TO BE DONE — Quote the lines below exactly, from the one that holds "Place one point per instance of the person wearing" through the final line of the records, and only those.

GIVEN ENTRIES —
______________________________

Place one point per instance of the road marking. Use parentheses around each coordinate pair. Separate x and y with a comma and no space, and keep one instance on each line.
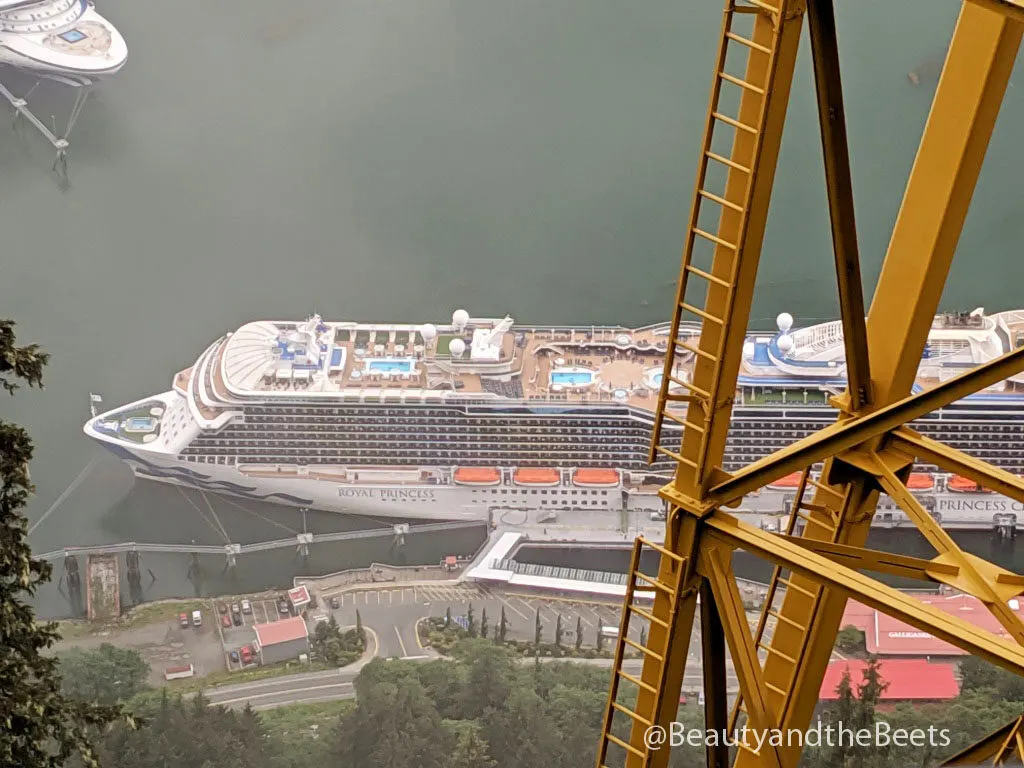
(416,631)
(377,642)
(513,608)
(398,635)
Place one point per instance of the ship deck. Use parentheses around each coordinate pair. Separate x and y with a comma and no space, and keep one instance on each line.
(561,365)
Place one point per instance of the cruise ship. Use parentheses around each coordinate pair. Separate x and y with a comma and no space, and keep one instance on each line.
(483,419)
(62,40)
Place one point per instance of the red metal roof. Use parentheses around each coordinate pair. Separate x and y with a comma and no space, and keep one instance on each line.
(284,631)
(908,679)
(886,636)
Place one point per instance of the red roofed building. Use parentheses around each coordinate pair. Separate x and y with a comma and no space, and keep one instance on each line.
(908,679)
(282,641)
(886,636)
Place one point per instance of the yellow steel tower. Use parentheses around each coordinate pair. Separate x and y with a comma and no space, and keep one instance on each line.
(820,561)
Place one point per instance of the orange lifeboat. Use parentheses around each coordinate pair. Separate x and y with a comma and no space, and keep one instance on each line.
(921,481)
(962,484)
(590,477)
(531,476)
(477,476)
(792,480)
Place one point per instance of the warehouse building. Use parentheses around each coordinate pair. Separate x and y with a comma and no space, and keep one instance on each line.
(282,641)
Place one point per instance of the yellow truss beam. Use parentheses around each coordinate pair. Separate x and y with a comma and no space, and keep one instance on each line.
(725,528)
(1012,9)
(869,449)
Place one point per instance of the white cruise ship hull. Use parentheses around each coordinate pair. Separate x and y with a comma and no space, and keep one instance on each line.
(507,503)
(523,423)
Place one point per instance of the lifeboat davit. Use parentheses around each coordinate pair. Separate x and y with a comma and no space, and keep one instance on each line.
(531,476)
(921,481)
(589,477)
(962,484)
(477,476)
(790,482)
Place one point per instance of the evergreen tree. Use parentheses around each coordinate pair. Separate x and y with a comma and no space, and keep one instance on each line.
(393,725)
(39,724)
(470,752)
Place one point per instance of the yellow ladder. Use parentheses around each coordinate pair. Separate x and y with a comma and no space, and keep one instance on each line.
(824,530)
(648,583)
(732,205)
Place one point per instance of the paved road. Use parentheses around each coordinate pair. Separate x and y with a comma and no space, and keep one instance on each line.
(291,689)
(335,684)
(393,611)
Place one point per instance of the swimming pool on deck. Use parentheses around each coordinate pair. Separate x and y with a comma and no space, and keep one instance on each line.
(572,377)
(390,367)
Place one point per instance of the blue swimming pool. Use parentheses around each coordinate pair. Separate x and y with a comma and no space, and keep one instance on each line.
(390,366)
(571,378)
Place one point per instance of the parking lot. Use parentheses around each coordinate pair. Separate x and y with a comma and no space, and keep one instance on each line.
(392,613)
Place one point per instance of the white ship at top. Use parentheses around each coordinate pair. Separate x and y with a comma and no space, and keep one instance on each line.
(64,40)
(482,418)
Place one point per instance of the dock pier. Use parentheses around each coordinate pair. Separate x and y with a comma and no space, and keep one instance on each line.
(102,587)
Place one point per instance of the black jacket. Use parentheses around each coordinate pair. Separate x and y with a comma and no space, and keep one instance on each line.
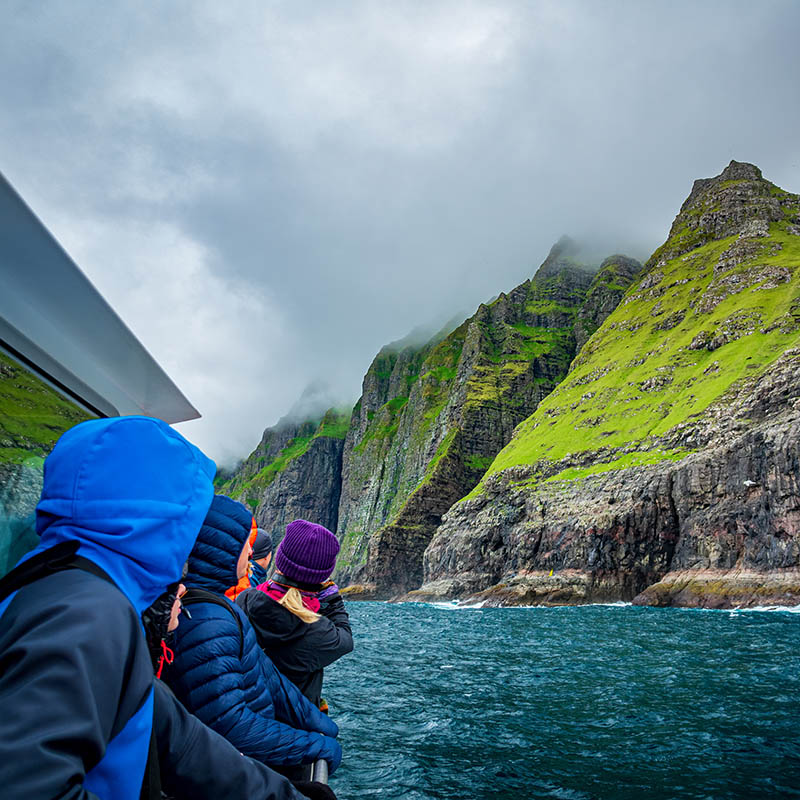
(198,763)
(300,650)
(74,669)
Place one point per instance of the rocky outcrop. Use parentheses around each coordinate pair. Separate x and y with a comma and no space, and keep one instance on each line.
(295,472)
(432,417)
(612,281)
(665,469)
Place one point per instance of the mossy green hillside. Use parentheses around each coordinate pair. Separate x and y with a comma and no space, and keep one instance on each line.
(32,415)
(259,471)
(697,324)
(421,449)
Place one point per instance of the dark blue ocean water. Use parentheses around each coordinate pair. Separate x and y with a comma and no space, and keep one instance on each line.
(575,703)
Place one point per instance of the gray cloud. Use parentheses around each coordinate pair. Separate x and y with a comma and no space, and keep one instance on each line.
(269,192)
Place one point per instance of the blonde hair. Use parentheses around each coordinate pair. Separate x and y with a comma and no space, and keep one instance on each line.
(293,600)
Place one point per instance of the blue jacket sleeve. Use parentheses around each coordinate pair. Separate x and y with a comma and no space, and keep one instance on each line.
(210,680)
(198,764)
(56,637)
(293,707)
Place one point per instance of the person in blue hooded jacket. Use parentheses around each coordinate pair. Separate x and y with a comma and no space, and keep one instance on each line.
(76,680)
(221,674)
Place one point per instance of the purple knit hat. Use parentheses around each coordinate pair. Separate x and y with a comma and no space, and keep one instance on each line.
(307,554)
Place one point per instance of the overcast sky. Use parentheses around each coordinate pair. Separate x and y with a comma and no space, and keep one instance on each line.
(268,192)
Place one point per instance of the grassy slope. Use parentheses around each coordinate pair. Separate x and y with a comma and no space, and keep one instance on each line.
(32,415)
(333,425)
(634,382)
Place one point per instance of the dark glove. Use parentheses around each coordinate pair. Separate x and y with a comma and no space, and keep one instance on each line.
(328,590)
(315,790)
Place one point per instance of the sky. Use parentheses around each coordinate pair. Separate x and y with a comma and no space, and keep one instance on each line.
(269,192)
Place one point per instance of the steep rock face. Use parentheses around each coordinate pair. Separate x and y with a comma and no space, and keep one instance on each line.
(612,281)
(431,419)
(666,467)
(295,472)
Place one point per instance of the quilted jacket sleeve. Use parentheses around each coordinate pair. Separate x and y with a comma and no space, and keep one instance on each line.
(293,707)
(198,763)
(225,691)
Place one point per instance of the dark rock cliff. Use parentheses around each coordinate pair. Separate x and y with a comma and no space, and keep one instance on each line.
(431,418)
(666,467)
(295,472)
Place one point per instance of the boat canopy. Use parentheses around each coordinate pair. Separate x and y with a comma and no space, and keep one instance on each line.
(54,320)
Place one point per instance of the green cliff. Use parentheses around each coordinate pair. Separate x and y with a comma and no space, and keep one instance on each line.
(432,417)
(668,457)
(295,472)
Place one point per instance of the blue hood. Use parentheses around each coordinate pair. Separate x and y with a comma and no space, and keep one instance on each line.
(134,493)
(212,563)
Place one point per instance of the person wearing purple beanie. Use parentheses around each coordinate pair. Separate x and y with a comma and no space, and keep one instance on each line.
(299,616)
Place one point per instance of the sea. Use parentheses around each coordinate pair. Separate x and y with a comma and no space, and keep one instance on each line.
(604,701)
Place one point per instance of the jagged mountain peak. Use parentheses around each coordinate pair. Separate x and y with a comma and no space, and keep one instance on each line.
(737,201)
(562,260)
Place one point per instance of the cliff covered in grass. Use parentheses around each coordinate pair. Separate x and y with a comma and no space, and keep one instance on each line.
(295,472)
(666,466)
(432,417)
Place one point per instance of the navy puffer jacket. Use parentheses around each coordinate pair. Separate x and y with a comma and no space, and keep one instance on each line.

______________________________

RESULT FOR THIS EXERCISE —
Place one point per instance of the person wearing purple beanie. Use parentheses around each coordinate pair. Separate x and y with a comma and no space, and keep one instance on each line.
(299,616)
Place one point per instance of the sea. Use parentheses around each coordinate pair. Separate x and y with a comma and no space, and keep one instance on each line.
(604,701)
Place one point per instance of the jagged mountain peak. Use parentheses around each coordinate pair. Separate x and y with a comma and no space, and keep one instance on each line.
(737,201)
(562,260)
Place one point per instance of the cliff covered in grass. Use parentheses around each coordinate pair. Separate x and y with a comma and no space, and keep one instance on each line.
(295,472)
(666,466)
(432,417)
Place one point per instance of the navy puffer jacket. Use parentheses around each coordinate pair. Separate x and y with a comma and no space, and keep one instance on each line.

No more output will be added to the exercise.